# To do:
Starting at the line that contains "outline **overcast sky**" and ending with the last line, write those lines as a JSON array of strings, one string per line, with blank lines omitted.

# The input:
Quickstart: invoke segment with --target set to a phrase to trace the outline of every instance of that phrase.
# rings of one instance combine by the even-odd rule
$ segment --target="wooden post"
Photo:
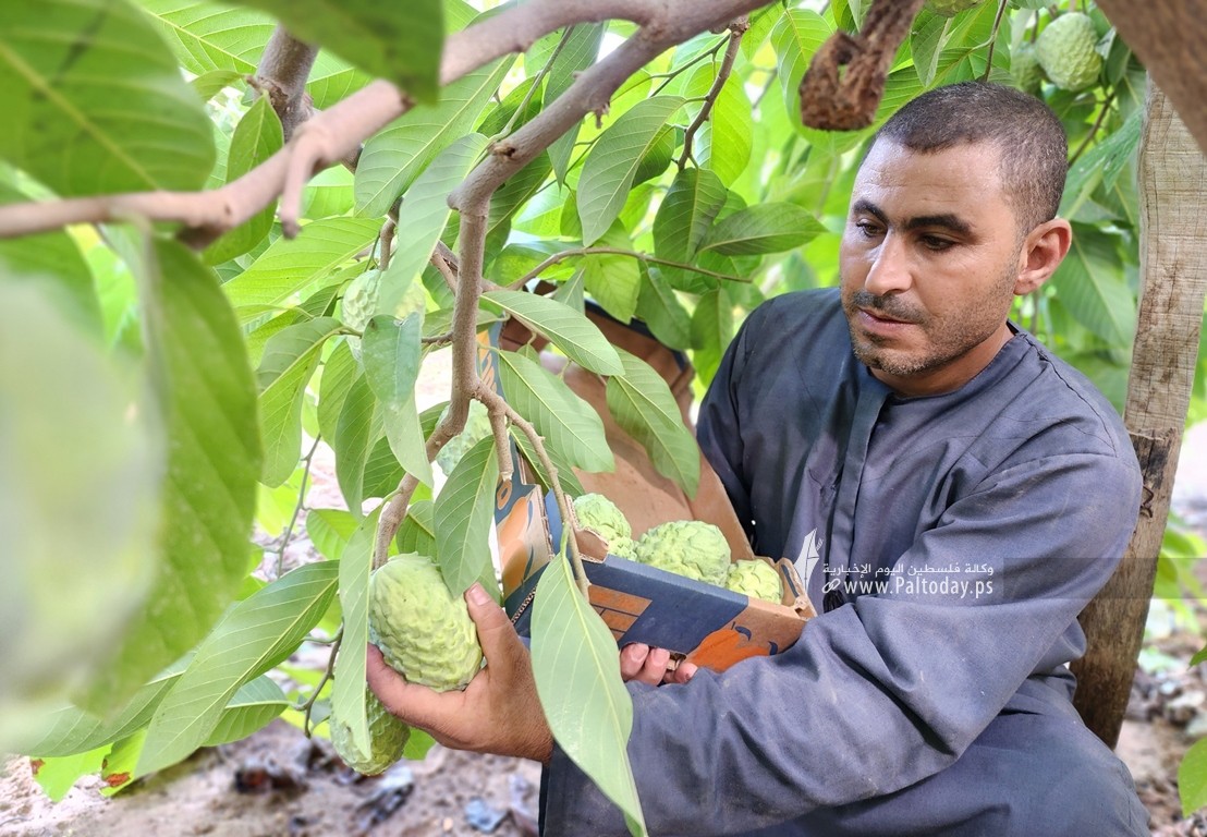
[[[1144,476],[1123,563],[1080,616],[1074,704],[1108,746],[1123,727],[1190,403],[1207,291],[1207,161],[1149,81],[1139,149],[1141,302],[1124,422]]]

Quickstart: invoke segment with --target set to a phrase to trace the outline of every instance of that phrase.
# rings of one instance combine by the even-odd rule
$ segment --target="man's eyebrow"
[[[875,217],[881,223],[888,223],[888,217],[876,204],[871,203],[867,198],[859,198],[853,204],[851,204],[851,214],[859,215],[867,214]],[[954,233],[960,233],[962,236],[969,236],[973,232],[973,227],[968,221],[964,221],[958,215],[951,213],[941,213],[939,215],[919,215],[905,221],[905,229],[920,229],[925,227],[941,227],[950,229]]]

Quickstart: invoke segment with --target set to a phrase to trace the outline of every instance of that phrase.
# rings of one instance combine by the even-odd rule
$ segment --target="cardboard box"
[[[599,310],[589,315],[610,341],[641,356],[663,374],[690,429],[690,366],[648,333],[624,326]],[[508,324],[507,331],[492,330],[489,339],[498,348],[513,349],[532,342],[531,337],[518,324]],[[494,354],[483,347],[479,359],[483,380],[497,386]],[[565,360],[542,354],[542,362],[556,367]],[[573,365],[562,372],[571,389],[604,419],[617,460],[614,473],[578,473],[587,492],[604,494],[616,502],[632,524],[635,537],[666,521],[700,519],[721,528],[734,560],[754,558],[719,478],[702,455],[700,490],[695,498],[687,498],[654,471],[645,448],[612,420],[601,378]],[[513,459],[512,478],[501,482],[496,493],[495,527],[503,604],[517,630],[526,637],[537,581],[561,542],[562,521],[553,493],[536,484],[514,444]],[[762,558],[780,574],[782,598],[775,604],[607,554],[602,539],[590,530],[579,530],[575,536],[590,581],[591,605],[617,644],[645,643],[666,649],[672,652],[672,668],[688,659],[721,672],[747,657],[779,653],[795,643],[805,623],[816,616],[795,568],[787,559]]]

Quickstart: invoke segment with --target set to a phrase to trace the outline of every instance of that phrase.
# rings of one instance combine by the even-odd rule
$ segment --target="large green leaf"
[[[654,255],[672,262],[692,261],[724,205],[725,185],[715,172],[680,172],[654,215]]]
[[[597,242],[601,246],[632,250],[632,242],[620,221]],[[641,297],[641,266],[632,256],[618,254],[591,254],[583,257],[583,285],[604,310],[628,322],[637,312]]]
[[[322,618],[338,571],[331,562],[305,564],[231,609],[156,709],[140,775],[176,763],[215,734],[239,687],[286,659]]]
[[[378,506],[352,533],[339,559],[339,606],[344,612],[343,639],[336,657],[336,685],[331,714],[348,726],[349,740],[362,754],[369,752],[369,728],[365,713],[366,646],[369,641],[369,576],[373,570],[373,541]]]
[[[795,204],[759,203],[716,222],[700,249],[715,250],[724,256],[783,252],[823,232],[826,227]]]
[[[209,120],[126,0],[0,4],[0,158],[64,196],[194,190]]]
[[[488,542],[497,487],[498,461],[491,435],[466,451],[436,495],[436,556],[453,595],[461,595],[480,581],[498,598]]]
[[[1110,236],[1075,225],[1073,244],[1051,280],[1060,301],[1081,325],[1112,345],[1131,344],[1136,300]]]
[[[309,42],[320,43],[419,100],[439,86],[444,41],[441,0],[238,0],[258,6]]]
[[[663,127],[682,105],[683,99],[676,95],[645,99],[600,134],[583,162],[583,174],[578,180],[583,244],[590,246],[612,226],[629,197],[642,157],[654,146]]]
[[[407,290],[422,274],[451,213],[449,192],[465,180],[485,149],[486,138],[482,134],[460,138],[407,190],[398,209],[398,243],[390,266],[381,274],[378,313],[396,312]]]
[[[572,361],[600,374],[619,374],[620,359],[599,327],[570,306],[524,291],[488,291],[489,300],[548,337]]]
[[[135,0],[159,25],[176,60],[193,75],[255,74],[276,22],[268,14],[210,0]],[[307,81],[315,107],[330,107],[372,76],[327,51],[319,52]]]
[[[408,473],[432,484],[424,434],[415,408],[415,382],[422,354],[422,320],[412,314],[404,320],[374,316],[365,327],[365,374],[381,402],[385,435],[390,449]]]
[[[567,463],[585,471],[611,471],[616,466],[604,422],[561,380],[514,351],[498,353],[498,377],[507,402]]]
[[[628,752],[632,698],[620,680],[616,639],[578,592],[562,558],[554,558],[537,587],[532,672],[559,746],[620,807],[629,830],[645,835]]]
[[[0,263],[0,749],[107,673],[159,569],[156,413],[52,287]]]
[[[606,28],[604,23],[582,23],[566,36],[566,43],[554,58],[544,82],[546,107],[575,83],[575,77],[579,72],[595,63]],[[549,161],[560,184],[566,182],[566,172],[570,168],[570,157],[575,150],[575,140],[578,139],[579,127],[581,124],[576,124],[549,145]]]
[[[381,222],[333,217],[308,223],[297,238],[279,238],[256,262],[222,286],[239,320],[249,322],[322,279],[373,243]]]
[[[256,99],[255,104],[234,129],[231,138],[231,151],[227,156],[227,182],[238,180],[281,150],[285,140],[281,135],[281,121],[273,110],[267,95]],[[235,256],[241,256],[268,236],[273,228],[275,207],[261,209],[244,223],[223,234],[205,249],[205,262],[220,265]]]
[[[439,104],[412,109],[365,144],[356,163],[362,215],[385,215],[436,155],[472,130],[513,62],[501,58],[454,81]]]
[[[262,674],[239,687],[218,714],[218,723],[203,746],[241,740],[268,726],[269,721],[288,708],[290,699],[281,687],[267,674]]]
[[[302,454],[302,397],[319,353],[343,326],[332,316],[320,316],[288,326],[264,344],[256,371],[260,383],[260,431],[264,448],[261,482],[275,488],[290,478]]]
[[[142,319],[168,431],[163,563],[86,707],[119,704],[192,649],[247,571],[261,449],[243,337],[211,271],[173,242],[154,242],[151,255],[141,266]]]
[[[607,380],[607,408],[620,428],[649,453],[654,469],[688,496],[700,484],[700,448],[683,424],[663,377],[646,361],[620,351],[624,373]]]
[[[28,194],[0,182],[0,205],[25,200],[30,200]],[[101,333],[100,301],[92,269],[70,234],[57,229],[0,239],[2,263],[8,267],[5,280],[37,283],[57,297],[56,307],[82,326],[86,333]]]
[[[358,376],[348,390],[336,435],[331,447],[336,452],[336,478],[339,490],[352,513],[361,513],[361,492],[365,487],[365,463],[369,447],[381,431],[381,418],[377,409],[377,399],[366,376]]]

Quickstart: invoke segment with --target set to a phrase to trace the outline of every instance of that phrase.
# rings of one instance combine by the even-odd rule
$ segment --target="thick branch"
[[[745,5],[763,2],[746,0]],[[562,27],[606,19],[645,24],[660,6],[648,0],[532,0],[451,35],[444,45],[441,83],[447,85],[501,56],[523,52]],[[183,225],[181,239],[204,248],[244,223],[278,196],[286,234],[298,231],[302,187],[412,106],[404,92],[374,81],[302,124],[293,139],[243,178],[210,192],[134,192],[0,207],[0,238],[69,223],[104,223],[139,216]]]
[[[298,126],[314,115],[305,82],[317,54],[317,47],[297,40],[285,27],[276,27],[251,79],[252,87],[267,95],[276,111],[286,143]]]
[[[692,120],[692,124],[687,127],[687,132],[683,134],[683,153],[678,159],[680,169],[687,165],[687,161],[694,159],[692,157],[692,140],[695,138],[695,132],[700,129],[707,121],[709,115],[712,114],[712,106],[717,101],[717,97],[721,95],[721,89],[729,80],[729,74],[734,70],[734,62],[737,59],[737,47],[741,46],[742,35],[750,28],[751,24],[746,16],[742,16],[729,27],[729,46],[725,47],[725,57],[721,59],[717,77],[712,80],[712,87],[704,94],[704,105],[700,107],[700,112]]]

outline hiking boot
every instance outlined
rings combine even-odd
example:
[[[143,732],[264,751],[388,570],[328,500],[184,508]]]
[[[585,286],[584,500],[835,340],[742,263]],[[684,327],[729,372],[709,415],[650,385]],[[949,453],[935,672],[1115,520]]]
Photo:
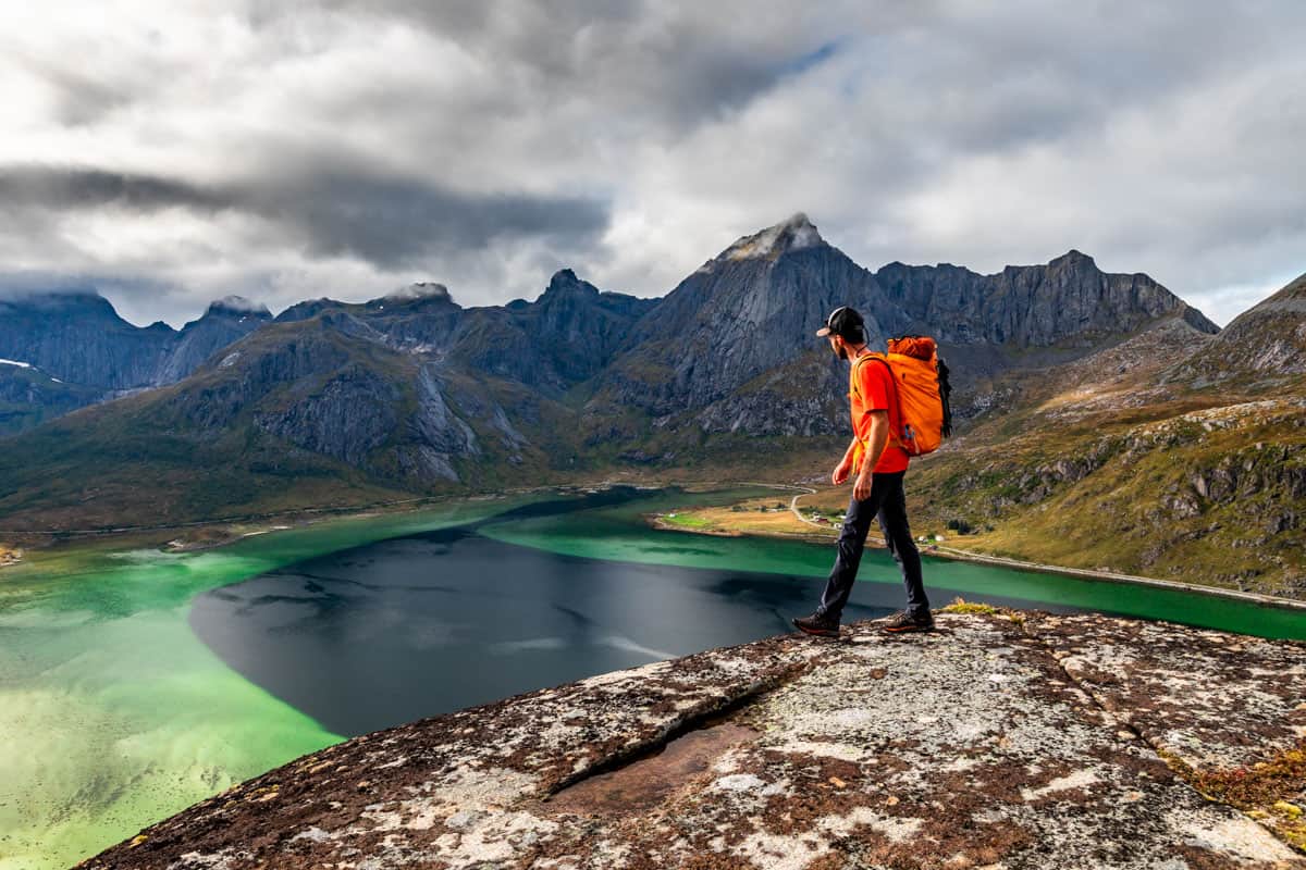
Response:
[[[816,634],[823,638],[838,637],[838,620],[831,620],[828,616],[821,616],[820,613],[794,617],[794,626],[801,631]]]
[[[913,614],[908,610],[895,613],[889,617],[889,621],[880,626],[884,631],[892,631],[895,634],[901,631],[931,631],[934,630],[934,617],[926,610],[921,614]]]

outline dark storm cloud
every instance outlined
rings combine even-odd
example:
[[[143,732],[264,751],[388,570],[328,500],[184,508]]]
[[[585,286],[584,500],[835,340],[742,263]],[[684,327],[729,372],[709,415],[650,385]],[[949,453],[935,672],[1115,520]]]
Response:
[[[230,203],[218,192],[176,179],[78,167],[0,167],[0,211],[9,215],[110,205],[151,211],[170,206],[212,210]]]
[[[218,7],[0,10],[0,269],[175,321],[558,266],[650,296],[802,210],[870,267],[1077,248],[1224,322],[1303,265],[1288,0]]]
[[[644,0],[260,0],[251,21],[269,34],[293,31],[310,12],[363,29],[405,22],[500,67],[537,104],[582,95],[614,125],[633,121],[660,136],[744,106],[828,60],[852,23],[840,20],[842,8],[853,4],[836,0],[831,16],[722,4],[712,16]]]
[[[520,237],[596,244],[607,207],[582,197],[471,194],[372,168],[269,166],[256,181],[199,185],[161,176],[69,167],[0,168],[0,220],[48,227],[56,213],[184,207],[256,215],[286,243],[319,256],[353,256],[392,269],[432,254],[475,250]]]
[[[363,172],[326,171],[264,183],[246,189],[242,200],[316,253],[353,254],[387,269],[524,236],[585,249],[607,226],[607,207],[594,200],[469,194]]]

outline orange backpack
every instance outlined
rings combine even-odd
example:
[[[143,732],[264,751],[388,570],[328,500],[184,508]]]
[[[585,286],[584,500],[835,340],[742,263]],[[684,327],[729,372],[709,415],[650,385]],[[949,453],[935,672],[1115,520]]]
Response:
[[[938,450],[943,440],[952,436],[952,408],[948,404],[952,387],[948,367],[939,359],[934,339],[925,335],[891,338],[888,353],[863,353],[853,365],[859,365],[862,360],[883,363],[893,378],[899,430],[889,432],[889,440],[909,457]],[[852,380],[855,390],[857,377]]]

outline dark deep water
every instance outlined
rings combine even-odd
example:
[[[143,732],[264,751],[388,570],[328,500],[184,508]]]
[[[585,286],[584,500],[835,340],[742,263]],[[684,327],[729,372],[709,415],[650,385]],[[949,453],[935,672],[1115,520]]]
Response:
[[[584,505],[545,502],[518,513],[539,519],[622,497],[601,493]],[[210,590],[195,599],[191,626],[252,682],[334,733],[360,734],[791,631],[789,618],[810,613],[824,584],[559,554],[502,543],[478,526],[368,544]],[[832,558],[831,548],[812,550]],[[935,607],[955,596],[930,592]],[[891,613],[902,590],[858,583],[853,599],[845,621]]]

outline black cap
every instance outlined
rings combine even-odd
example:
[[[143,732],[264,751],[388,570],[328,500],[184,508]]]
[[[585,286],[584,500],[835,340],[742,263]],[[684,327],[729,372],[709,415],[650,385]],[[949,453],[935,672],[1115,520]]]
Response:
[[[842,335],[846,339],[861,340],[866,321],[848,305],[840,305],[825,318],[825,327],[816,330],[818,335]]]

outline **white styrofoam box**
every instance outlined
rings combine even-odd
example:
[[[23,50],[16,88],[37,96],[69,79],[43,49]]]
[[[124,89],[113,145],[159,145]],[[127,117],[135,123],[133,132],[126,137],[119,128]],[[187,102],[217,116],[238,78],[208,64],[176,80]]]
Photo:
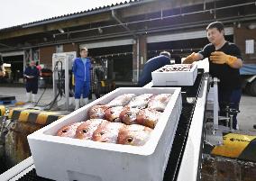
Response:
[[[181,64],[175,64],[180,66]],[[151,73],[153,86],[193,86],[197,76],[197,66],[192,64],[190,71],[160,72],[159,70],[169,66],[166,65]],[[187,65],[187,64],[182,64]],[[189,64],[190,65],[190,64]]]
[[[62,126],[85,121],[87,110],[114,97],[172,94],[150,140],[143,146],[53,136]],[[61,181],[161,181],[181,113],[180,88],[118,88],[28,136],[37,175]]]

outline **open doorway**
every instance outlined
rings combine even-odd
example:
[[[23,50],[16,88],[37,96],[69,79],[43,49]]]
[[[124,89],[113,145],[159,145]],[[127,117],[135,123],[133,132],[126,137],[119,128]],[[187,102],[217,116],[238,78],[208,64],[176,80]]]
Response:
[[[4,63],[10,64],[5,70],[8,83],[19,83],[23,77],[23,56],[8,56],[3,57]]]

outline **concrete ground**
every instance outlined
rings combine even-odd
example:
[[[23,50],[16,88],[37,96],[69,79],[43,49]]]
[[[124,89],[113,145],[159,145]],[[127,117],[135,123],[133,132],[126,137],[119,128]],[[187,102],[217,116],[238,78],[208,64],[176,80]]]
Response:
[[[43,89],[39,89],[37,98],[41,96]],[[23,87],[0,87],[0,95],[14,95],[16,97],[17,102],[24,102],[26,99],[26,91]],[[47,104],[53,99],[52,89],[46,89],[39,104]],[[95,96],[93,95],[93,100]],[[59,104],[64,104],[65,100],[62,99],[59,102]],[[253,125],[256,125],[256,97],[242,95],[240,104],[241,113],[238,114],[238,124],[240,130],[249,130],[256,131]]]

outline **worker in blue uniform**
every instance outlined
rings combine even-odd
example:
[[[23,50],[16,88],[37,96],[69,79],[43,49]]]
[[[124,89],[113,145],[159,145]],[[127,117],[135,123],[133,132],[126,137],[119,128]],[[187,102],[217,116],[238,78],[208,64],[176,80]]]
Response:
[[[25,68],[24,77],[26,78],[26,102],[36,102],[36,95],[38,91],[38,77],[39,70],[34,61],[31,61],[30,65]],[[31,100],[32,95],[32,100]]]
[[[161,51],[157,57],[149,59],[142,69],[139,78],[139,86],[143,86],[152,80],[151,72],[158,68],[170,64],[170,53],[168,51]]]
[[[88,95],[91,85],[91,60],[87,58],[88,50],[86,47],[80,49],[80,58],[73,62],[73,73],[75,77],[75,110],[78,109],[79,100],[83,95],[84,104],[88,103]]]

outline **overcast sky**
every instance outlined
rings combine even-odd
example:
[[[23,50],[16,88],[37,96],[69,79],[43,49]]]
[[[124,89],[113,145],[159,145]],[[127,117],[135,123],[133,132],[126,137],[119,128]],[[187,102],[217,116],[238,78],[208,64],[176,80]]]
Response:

# Output of the task:
[
  "outline **overcast sky**",
  "every instance outlined",
  "rings combine even-odd",
  "example:",
  "[[[23,50],[16,88],[37,96],[69,79],[43,49]]]",
  "[[[124,89],[113,145],[159,145]],[[127,117],[135,123],[133,132],[126,137],[119,128]],[[187,102],[217,116],[238,78],[208,64],[176,80]]]",
  "Response:"
]